(Excerpts from point annotation data)
◇ ◇ ◇ ◇ ◇ ◇ ◇
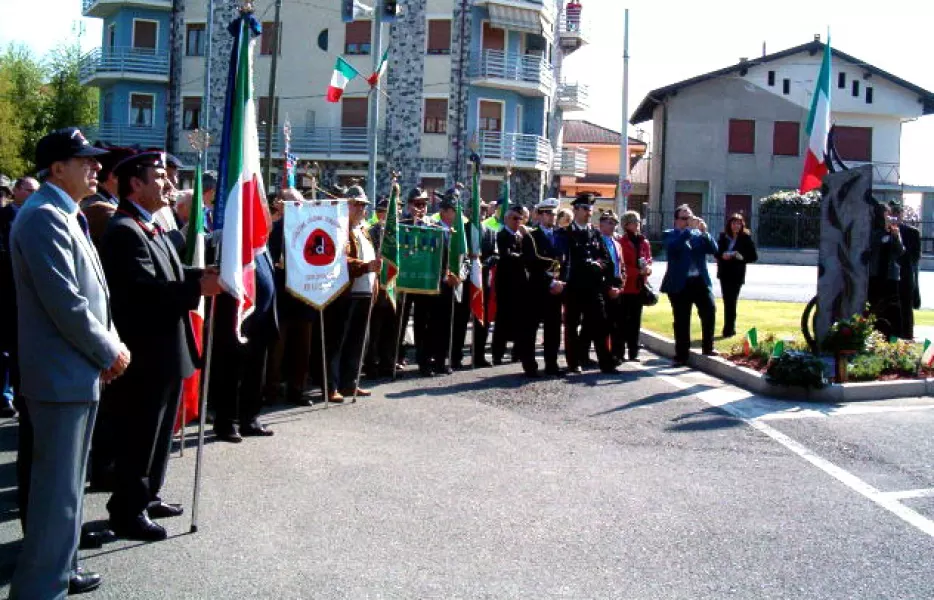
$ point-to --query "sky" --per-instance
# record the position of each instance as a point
(670, 40)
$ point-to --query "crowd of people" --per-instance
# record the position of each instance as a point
(98, 337)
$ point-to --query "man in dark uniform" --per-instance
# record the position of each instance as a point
(542, 252)
(152, 294)
(909, 293)
(419, 306)
(239, 369)
(587, 266)
(511, 288)
(449, 316)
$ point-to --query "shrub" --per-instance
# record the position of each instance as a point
(797, 368)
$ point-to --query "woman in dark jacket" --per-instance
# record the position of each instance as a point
(735, 249)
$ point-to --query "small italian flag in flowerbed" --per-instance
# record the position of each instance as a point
(343, 74)
(927, 354)
(751, 342)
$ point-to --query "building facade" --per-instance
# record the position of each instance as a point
(724, 139)
(464, 76)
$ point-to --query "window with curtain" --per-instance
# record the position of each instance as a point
(436, 115)
(191, 112)
(439, 36)
(357, 37)
(141, 107)
(194, 39)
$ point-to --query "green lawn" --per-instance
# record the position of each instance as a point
(780, 318)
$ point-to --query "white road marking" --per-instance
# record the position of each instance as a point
(909, 494)
(887, 500)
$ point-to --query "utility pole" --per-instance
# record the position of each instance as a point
(270, 113)
(206, 99)
(373, 122)
(622, 195)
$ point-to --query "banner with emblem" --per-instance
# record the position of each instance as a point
(315, 248)
(420, 251)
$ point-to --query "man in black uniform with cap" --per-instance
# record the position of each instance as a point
(587, 268)
(542, 250)
(152, 294)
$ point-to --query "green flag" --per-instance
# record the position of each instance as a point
(389, 247)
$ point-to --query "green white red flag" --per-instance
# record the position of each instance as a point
(194, 257)
(818, 128)
(343, 74)
(241, 215)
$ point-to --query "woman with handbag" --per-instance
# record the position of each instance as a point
(735, 249)
(637, 260)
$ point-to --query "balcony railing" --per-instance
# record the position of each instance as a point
(325, 141)
(573, 96)
(126, 135)
(515, 71)
(571, 162)
(123, 63)
(102, 8)
(519, 149)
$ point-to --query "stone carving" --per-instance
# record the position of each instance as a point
(846, 230)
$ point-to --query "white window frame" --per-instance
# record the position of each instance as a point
(129, 118)
(133, 34)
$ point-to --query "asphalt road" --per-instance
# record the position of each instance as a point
(656, 483)
(789, 283)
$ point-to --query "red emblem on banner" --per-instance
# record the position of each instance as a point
(319, 249)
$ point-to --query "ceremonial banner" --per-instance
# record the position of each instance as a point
(315, 241)
(419, 259)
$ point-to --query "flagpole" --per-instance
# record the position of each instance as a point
(374, 299)
(373, 123)
(201, 143)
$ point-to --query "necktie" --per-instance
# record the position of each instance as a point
(83, 222)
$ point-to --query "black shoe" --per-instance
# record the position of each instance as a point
(6, 409)
(82, 582)
(139, 528)
(227, 434)
(94, 540)
(255, 430)
(164, 510)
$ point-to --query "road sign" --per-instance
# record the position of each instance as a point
(625, 186)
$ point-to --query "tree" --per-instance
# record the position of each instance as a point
(68, 103)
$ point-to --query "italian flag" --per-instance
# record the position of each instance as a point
(818, 128)
(751, 342)
(380, 70)
(927, 355)
(244, 220)
(389, 247)
(476, 269)
(194, 257)
(343, 73)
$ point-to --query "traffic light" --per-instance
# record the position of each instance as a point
(389, 11)
(347, 10)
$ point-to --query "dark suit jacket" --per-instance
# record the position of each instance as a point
(151, 296)
(686, 247)
(542, 260)
(734, 270)
(908, 283)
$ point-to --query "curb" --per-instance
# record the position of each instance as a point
(756, 382)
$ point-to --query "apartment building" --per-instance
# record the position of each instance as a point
(464, 75)
(724, 139)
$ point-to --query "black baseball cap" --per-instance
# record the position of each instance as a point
(63, 144)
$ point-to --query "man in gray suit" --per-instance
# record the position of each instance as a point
(69, 348)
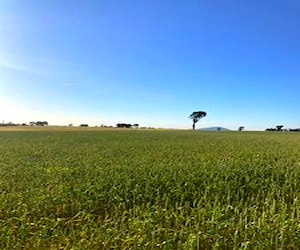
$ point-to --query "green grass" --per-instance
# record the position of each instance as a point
(131, 189)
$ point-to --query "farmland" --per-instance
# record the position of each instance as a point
(139, 189)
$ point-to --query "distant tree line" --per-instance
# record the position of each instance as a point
(39, 123)
(280, 128)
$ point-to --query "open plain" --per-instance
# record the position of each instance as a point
(84, 188)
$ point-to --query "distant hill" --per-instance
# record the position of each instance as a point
(215, 129)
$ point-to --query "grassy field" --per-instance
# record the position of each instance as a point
(132, 189)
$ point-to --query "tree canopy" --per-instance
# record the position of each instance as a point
(196, 116)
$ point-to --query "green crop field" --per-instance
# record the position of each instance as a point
(139, 189)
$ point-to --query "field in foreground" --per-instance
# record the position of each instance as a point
(136, 189)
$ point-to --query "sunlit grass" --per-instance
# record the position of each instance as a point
(131, 189)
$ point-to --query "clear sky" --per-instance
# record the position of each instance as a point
(151, 62)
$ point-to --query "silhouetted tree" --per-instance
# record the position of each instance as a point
(241, 128)
(279, 127)
(196, 116)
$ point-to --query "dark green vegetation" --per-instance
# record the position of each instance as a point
(137, 189)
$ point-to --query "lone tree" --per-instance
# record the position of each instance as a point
(241, 128)
(196, 116)
(279, 127)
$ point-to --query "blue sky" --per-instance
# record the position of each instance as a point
(151, 62)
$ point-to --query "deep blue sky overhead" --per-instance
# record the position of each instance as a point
(151, 62)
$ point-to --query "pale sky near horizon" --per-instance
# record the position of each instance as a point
(151, 62)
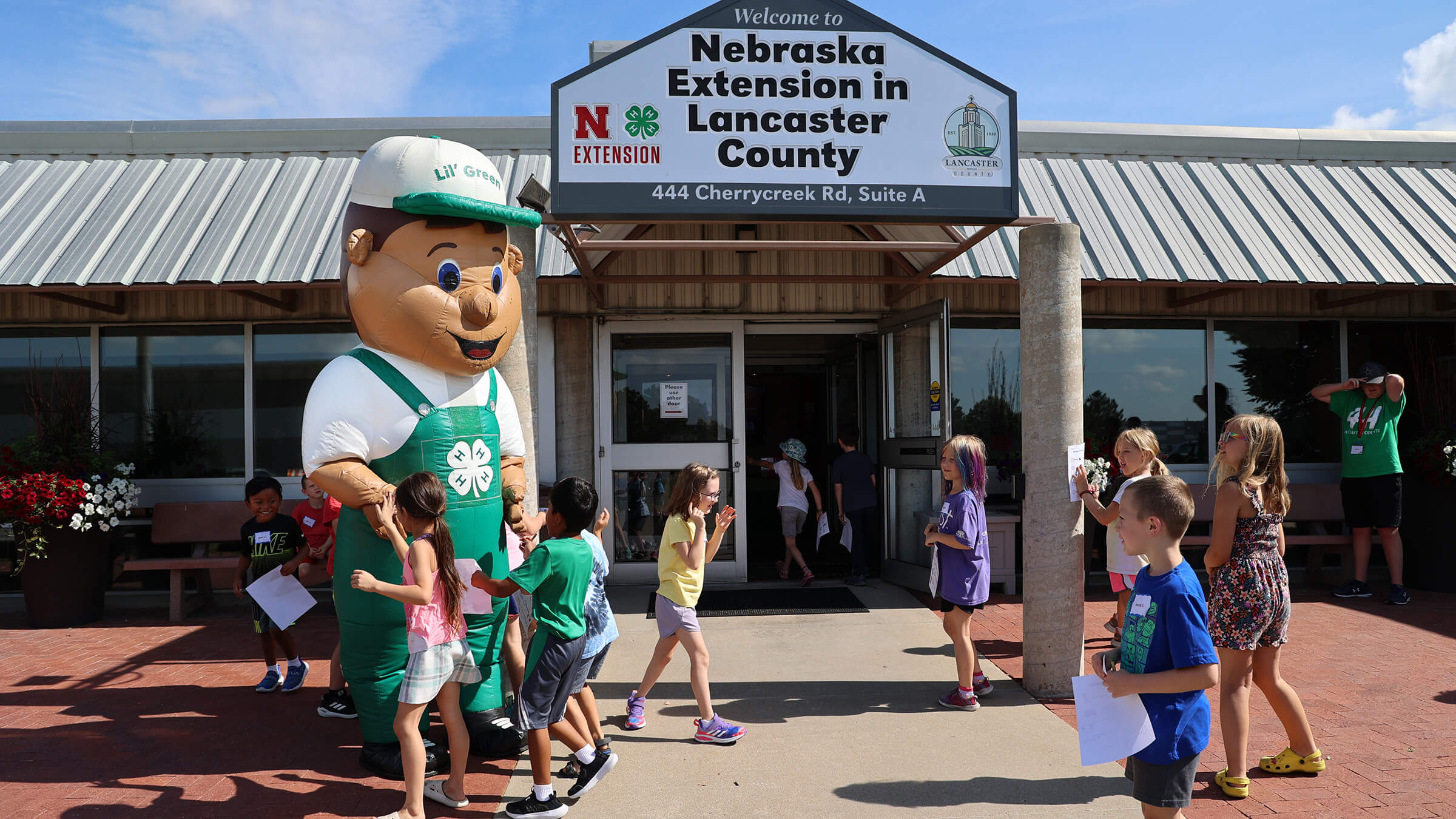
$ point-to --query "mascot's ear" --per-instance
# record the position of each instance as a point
(359, 247)
(514, 261)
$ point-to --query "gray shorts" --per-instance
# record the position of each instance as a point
(588, 668)
(670, 617)
(551, 666)
(1164, 786)
(792, 521)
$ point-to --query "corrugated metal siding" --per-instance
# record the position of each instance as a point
(222, 220)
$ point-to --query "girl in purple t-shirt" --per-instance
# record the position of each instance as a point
(960, 569)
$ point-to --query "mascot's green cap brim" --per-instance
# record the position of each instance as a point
(465, 207)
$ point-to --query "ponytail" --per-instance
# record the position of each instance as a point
(423, 497)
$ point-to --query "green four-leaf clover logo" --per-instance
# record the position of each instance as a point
(641, 121)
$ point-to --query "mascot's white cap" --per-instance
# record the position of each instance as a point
(433, 177)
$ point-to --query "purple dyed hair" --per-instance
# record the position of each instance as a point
(969, 455)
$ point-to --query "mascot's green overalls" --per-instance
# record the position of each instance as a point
(430, 279)
(460, 445)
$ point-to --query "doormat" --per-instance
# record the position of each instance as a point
(759, 602)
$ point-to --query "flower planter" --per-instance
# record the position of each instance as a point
(67, 586)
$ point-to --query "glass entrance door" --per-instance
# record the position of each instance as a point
(915, 422)
(669, 394)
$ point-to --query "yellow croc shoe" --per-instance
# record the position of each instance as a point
(1236, 787)
(1290, 763)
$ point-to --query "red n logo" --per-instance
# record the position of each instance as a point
(592, 117)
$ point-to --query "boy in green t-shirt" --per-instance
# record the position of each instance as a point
(1370, 405)
(557, 575)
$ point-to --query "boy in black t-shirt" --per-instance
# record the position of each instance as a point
(271, 539)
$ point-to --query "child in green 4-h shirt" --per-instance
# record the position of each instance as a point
(1370, 405)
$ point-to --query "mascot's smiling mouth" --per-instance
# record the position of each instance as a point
(477, 350)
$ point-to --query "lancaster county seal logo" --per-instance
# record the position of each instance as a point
(972, 136)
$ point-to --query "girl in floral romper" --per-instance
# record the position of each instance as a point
(1249, 605)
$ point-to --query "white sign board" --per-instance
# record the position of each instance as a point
(673, 403)
(801, 110)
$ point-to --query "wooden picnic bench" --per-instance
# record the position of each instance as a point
(200, 525)
(1309, 503)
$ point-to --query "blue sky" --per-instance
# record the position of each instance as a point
(1272, 63)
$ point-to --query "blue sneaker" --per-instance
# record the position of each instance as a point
(296, 676)
(718, 732)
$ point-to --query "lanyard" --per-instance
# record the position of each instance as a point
(1365, 417)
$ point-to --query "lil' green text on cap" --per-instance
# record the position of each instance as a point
(434, 177)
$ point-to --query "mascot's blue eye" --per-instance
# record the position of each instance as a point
(449, 276)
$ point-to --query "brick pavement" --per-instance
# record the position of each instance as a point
(140, 718)
(1378, 684)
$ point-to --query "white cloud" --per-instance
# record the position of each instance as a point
(1346, 117)
(190, 59)
(1431, 72)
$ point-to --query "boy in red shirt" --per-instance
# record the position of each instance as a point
(318, 517)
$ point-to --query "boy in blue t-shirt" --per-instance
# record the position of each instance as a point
(1167, 655)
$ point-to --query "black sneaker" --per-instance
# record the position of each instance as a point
(339, 704)
(593, 773)
(532, 807)
(1353, 589)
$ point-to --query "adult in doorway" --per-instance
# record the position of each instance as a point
(1370, 404)
(855, 497)
(794, 506)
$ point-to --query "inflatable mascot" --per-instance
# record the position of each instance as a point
(430, 281)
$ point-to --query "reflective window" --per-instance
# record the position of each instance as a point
(1151, 375)
(638, 513)
(52, 365)
(174, 398)
(986, 401)
(669, 388)
(286, 360)
(1269, 368)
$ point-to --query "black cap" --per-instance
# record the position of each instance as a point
(1372, 372)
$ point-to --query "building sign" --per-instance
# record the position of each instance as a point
(809, 110)
(673, 400)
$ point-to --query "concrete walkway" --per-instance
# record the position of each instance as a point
(842, 722)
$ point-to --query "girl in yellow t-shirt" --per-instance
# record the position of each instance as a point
(685, 551)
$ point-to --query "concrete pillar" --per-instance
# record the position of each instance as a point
(1050, 422)
(576, 439)
(521, 360)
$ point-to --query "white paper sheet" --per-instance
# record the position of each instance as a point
(477, 601)
(1075, 457)
(1108, 729)
(283, 598)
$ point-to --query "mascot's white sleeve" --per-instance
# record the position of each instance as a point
(506, 414)
(351, 414)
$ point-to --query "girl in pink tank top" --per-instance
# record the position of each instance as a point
(440, 659)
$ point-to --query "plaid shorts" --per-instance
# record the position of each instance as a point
(428, 671)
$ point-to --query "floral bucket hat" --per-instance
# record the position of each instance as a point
(795, 450)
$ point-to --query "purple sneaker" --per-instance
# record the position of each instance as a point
(637, 712)
(960, 701)
(718, 732)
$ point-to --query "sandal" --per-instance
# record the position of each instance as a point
(1290, 763)
(436, 790)
(1235, 787)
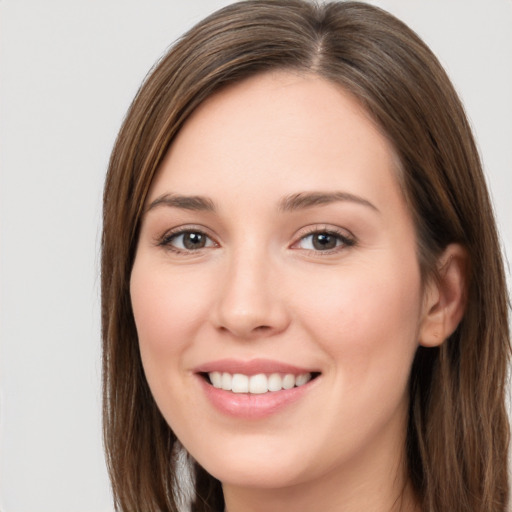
◇ ◇ ◇ ◇ ◇ ◇ ◇
» **WHAT THE EXERCISE ASKS**
Count the lines of the data that contain the word "emblem", and give only the number.

» **SOLVED PROBLEM**
2